Yours for peace
Henry Ford.
I have no copies of my replies, but I know the gist of them must have been a heavy-hearted “I can’t do it, Mr. Ford.”
The night after my visit to the hotel Miss Addams called me up, and for a half-hour we argued the matter on the telephone. All I could say was: “If you see it you must go, Miss Addams. I don’t see it and I can’t. It is possible that standing on the street corner and crying, ‘Peace, Peace,’ may do good. I do not say that it will not, but I cannot see it for myself.”
We were to talk it over in the morning, but that night they took her to Chicago, hurried her into a hospital. She was very ill. Jane Addams did not go on the Peace Ship.
Years after, I asked her, “Would you have gone if you had not been ill?”
“I certainly should,” she said. “There was a chance, and I was for taking every chance.”
She always took every chance when it was a matter of human relief. And if she had gone things would have been different on the Peace Ship, for she and not Madame Schwimmer would have been in command. She saw quite clearly the managerial tendencies of Madame Schwimmer, but she saw also her abilities. She was not willing because of doubts to throw over a chance to strengthen the demand for peace, and she undoubtedly trusted to her own long experience in handling people to handle Madame Schwimmer. But she did not go.
# # #
EXPLORE THE MATERIAL >>
• 1. Decide whether each statement below agrees with the passage about Jane Addams and the Peace Ship. Answer yes or no for each, quoting the words of the passage that decide it.
(a) Jane Addams was taken to a hospital in Chicago.
(b) The writer kept copies of the replies sent to Mr. Ford.
(c) Years later, Jane Addams said she would not have gone even if she had been well.
• 2. Carry on the passage about Jane Addams and the Peace Ship, picking up after its final sentence.

AVAILABLE DATA >>
# # #
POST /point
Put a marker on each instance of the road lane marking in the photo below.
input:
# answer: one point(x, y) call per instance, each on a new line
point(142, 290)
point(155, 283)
# # #
TASK-BY-TASK RESULTS >>
• 1.
(a) Yes: "that night they took her to Chicago, hurried her into a hospital"
(b) No: "I have no copies of my replies"
(c) No: "I certainly should"

• 2.
It was a tragedy of hasty action, of attempting a great end without proper preparation. Mr. Ford would never have attempted to build a new type of automobile engine as he attempted to handle the most powerful thing in the world—the unbridled passions of men organized to come to a conclusion by killing one another.
The Peace Ship was a failure; but so were the under-cover official efforts the President and his sympathizers then steadily pushed. Things grew blacker. The day when we would go in seemed always nearer to me. In February of 1916 my depression was deepened by hearing Mr. Wilson himself admit it. My friends Secretary and Mrs. Daniels had been so gracious as to include me among their guests at the Cabinet dinner they were giving in honor of the President and the new Mrs. Wilson.